*Job:*
Copy all the records below, but swap in "with a dot" wherever "with a point" appears. Leave everything else unchanged.

*Data records:*
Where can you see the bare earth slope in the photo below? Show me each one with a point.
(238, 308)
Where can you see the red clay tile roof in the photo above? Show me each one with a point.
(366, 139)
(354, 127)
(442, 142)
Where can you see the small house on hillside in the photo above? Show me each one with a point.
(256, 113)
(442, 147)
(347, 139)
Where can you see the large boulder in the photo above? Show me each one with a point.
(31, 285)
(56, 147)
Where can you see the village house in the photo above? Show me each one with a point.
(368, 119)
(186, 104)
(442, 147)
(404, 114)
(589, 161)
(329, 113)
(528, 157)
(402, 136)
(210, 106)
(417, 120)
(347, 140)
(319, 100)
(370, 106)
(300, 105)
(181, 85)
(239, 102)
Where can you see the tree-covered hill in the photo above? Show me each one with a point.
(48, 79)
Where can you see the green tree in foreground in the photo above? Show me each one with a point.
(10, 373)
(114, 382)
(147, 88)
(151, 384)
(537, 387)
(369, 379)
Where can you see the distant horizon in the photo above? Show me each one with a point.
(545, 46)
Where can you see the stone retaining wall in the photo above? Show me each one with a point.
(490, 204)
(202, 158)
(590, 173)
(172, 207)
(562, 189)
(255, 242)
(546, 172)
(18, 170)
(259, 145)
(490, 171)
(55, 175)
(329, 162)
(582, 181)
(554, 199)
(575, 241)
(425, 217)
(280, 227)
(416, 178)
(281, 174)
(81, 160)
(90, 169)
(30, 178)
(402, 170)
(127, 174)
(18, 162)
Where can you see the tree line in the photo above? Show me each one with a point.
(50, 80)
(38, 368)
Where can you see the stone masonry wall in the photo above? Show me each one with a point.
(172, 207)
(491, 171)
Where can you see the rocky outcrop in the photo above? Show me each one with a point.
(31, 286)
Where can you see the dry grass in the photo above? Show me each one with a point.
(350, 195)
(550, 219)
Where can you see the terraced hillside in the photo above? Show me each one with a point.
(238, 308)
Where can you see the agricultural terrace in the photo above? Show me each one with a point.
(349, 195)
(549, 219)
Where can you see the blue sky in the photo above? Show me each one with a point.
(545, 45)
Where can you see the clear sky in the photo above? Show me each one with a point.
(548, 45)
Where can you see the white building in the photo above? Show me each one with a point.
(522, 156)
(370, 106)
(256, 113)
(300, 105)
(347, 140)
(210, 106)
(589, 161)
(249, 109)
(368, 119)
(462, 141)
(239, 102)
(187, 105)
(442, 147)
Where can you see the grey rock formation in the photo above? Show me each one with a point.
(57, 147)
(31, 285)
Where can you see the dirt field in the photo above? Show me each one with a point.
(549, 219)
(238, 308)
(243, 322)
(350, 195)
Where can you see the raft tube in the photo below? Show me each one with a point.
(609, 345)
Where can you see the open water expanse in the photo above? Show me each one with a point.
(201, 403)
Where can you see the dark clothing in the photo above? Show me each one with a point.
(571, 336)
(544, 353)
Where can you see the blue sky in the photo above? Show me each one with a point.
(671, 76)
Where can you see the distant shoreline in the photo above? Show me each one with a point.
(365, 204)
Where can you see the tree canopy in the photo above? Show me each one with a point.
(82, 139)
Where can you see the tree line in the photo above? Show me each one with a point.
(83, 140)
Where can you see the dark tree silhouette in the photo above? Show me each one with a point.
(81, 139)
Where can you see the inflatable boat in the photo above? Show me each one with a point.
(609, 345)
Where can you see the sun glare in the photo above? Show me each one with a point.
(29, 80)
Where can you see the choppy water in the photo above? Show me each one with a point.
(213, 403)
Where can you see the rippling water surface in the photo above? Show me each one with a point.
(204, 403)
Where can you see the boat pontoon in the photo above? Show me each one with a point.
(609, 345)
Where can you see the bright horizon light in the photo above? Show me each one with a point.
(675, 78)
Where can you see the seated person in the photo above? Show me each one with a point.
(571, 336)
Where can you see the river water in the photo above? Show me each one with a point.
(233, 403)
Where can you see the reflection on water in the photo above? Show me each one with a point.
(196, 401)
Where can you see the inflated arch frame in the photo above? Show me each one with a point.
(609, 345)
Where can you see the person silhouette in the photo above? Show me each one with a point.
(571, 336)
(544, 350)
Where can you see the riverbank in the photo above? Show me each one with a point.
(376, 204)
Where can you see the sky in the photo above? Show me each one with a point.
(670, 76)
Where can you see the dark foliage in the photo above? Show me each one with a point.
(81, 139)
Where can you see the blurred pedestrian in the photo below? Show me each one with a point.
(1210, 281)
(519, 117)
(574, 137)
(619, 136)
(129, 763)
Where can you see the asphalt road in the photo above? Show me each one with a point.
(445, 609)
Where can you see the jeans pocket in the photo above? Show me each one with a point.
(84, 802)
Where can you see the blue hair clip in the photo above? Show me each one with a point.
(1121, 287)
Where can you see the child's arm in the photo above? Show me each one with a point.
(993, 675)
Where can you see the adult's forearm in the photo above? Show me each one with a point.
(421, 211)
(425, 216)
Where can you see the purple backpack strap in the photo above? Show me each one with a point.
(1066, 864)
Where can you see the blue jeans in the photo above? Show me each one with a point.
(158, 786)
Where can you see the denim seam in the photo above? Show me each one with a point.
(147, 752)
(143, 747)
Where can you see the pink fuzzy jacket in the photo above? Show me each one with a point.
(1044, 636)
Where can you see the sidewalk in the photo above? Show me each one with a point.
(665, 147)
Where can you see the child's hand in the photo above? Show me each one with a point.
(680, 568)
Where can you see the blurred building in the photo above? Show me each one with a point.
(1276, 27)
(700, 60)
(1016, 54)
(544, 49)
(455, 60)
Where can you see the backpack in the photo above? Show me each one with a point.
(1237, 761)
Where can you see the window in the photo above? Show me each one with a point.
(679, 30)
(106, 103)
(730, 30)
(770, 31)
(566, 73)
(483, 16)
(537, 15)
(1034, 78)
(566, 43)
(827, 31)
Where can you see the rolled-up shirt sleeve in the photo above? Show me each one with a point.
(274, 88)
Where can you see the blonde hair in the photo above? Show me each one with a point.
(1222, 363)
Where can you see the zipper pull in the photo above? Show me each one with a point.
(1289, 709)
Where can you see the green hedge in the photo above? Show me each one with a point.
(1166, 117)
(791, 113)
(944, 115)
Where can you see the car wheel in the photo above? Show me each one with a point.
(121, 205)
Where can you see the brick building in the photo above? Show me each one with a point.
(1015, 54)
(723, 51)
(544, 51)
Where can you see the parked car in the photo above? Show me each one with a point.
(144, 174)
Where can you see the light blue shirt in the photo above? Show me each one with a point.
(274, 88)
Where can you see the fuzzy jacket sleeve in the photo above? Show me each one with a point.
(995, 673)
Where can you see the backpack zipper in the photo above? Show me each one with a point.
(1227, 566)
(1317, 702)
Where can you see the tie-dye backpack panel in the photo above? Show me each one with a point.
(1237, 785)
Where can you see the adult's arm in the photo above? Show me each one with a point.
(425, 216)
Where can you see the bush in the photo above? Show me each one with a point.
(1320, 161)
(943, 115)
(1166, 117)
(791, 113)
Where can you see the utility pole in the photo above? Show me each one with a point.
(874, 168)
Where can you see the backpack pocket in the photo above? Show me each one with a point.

*Task result:*
Where can you see the bare earth slope in the photo below? Show me each one with a dot.
(238, 308)
Where can you see the red clay tile roof in the photo above? Show me each one with a dot.
(366, 139)
(354, 127)
(442, 142)
Where can you see the small house on hillside in the photo above? Show me each one with a dot.
(256, 113)
(442, 147)
(347, 139)
Where can you see the large boulder in the photo above? Show me each one with a dot.
(31, 285)
(56, 147)
Where can you see the village house in the photo above? Show me each one with a dot.
(368, 119)
(186, 104)
(442, 147)
(404, 114)
(589, 161)
(329, 113)
(528, 157)
(402, 136)
(210, 106)
(417, 120)
(347, 140)
(319, 100)
(370, 106)
(300, 105)
(181, 85)
(239, 102)
Where can you see the tree-covered hill in the photo above? Show me each one with a dot.
(48, 79)
Where can you see the green tree in foreground in the photo above? Show me each one with a dot.
(10, 373)
(114, 382)
(147, 88)
(151, 384)
(537, 387)
(369, 379)
Where can you see the distant horizon in the photo above? Show me each one with a dot.
(545, 46)
Where can you see the stone retaining wall in the photo above? Show me each one with a dot.
(490, 204)
(202, 158)
(590, 173)
(172, 207)
(562, 189)
(255, 242)
(546, 172)
(18, 170)
(259, 145)
(490, 171)
(55, 175)
(329, 162)
(582, 181)
(554, 199)
(575, 241)
(425, 217)
(280, 227)
(416, 178)
(281, 174)
(81, 160)
(90, 169)
(30, 178)
(402, 170)
(127, 174)
(18, 162)
Where can you see the tree line in the photo above? Show me each one with a dot.
(50, 80)
(38, 368)
Where can you see the stone masonry wall in the photo above? Show me each one with a dot.
(172, 207)
(491, 171)
Where can you see the rocky outcrop in the photo above? Show me each one with a dot.
(31, 286)
Where can you see the dry grass in the photo above? Show me each one with a dot.
(350, 195)
(550, 219)
Where can you see the terraced hillside in the photo above? Show me each one with a dot.
(238, 308)
Where can you see the agricultural terrace in the photo above? Show me each one with a dot.
(349, 195)
(549, 219)
Where can you see the blue sky in the photo above? Show me each one with a dot.
(545, 45)
Where can you see the clear sky in the photo above? Show me each one with a dot.
(548, 45)
Where can you see the white building in the photo above? Show me each one with a dot.
(522, 156)
(370, 106)
(256, 113)
(300, 105)
(347, 140)
(210, 106)
(589, 161)
(249, 109)
(368, 119)
(462, 141)
(239, 102)
(187, 105)
(442, 147)
Where can you see the grey rock formation in the photo above? Show me each one with a dot.
(57, 147)
(31, 285)
Where can you see the dirt field in the photo above? Show me each one with a dot.
(549, 219)
(238, 308)
(243, 322)
(350, 195)
Where can you see the raft tube in the photo below? Show me each one with a dot.
(609, 345)
Where can you see the open water expanse in the photo above? Show me each one with a dot.
(201, 403)
Where can you see the dark clothing in the photo above? Show me each one with a dot.
(571, 336)
(544, 353)
Where can you see the blue sky in the photo above? Show me each one with a dot.
(671, 76)
Where can you see the distant shoreline in the photo above? Show me each one with a dot.
(365, 204)
Where can you see the tree canopy in the photo above? Show me each one with a dot.
(82, 139)
Where can you see the tree line in the photo above? Show me each one with a dot.
(83, 140)
Where can you see the dark tree silhouette in the photo above? Show me each one with a dot.
(81, 139)
Where can you see the inflatable boat in the photo above? Show me each one with a dot.
(609, 345)
Where can you see the sun glare in the photo above? Show me each one with a dot.
(29, 80)
Where can you see the choppy water in the photo above? Show me each one with a dot.
(213, 403)
Where can you see the rippling water surface in the photo above? Show me each one with a dot.
(204, 403)
Where can you see the boat pontoon in the photo above? Show me each one with a dot.
(609, 345)
Where can you see the bright horizon light in the photo above? Show me each one with a dot.
(675, 78)
Where can you see the seated person in the photo above? Show me each one with a dot.
(571, 336)
Where can you see the river water in the photo above? Show me each one with a dot.
(233, 403)
Where can you see the reflection on water in the photo above? Show me each one with a dot.
(196, 401)
Where can you see the inflated arch frame in the photo above? Show me each one with a dot.
(609, 345)
Where can you see the person silhouette in the photo above? Show me each one with a dot.
(571, 336)
(544, 350)
Where can you see the riverbank in the photo above? Show me each one with a dot.
(376, 204)
Where can you see the sky in the photo above? Show me each one with a dot.
(670, 76)
Where can you see the dark foliage in the photo above? Show me each one with a dot.
(81, 139)
Where can you see the blurred pedestrian in the photo below? Show me each one with a dot.
(1210, 281)
(519, 117)
(574, 137)
(619, 136)
(129, 763)
Where can you see the asphalt road in the photo above? Show me each one with a dot.
(445, 609)
Where can you see the jeans pocket in the photo above? Show me each one with a dot.
(84, 802)
Where can you see the blue hair clip in the photo above? Show me each one with a dot.
(1121, 287)
Where can you see the child's arm in the photo above? Show me each one with a dot.
(993, 675)
Where can you see the adult's forearm in the photo above? Show me each one with a dot.
(421, 211)
(425, 216)
Where can you see the purple backpack strap in the photo above? Show me each one with a dot.
(1066, 864)
Where can you see the blue jeans in the photo above? Show me each one with a dot.
(158, 786)
Where can you see the denim seam in the photo above? Show me each one with a dot.
(147, 752)
(143, 747)
Where can you see the pink fuzzy jacket in the photo above? Show me each one with a dot.
(1044, 636)
Where can you see the sidewalk in the photo above? Show me each one with a dot.
(665, 147)
Where can you see the child's hand in the photo above? Show me each one with a dot.
(680, 568)
Where can you see the blurred building in the photo above? Show me each one with a dot.
(1276, 27)
(700, 60)
(1016, 54)
(544, 49)
(455, 60)
Where can you see the backpack in the photo above? Show me each one with a dot.
(1237, 761)
Where can you see the window in the photo above? Show me each one with a dot.
(679, 30)
(106, 103)
(730, 30)
(770, 31)
(566, 73)
(483, 16)
(537, 15)
(1034, 78)
(566, 43)
(827, 31)
Where can you see the rolled-up shirt sleeve in the photo above? Show me each one with a dot.
(274, 88)
Where can you see the blonde hair in the photo above? Show me each one with a dot.
(1222, 363)
Where can you see the zipper pull in the photo above? Show me each one with a dot.
(1289, 709)
Where can you see the green hedge in the photo above? Show me each one with a dot.
(1166, 117)
(791, 113)
(944, 115)
Where can you see the car wheel in the photo above? Show me each one with a dot.
(121, 205)
Where can you see the brick building in the photo above? Show me each one with a dot.
(1015, 54)
(723, 51)
(544, 51)
Where can you see the parked car in the photo above? Show me each one with a dot.
(144, 174)
Where can you see the light blue shirt in the photo above? Show me each one with a dot.
(274, 88)
Where can you see the fuzzy jacket sleeve in the photo above? Show me each one with a dot.
(995, 673)
Where can you see the backpack zipper in the photo above? Show me each one with a dot.
(1227, 566)
(1317, 702)
Where can you see the tie-dye backpack panel in the photo above? Show me each one with a dot.
(1237, 785)
Where can you see the adult's arm in the photo above? Show me each one with a dot.
(425, 216)
Where can you see the bush in the photo above? Show me each one with a dot.
(1320, 161)
(943, 115)
(1166, 117)
(791, 113)
Where can you see the utility pole in the photo above? Show me each one with a dot.
(874, 168)
Where can you see the backpack pocket in the photo above? Show me each one with a dot.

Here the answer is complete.